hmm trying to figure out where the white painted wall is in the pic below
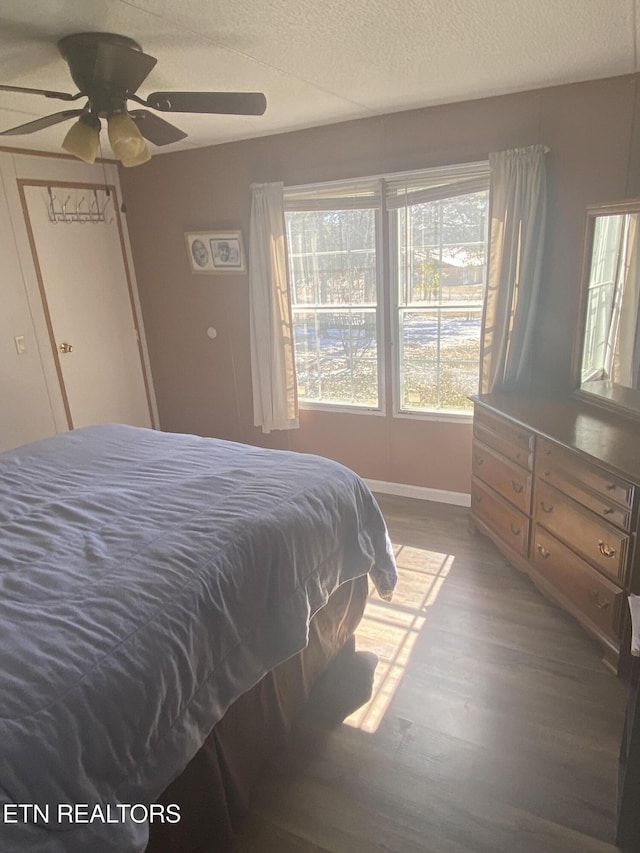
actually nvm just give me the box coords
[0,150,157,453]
==
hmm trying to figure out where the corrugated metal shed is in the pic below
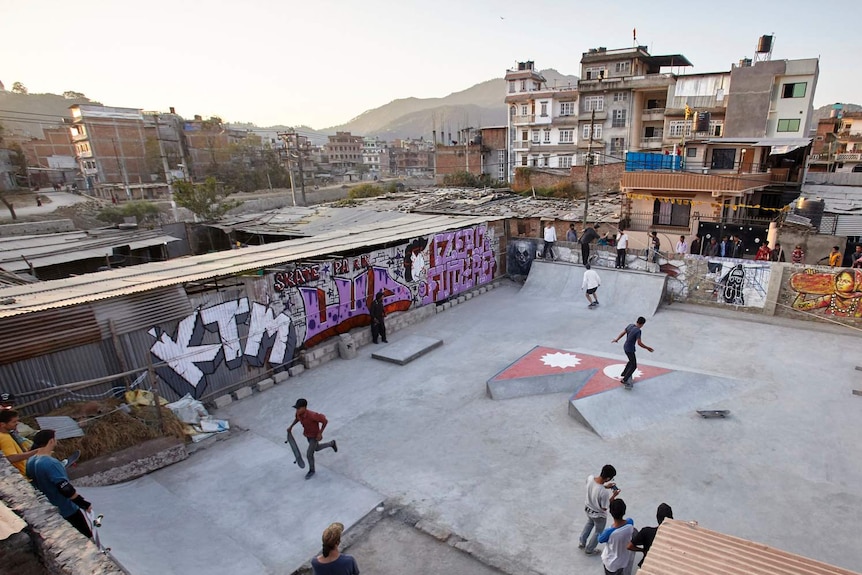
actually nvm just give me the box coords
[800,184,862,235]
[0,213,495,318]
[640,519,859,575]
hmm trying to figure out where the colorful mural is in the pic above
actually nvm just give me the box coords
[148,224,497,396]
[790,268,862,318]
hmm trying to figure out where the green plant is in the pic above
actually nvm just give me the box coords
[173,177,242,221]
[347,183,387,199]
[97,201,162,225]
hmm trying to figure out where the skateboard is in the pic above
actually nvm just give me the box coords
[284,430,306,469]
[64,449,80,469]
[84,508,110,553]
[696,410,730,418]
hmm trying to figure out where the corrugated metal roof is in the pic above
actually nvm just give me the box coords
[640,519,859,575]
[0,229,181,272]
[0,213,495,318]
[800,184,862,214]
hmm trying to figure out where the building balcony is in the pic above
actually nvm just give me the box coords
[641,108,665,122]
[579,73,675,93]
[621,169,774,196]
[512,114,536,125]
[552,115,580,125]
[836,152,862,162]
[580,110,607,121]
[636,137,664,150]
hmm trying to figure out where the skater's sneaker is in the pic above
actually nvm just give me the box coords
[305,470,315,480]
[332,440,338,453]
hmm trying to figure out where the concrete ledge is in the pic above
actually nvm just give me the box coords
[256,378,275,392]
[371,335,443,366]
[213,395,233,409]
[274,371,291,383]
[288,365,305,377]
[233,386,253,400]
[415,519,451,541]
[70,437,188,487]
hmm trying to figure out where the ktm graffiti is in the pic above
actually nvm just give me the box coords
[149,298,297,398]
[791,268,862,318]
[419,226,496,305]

Problem statement »
Every line of the data that includes the word "where" should be copied.

Output of the exercise »
hmm trying to figure out where the white painted wall is in the pic below
hmm trying to figure out where the corrugated metal shed is in the pic below
hmm trying to figure out where the colorful mural is in the pic above
hmm trying to figure out where the green plant is in the pic above
hmm trying to figure out where the skateboard is in the pic above
hmm trying to figure out where the corrugated metal roof is in the pic above
hmm trying to figure out where the building balcony is in the pic above
hmm trying to figure out where the skater's sneaker is in the pic above
hmm trying to figure out where the concrete ledge is in the pic above
hmm trying to figure out where the ktm graffiti is in the pic above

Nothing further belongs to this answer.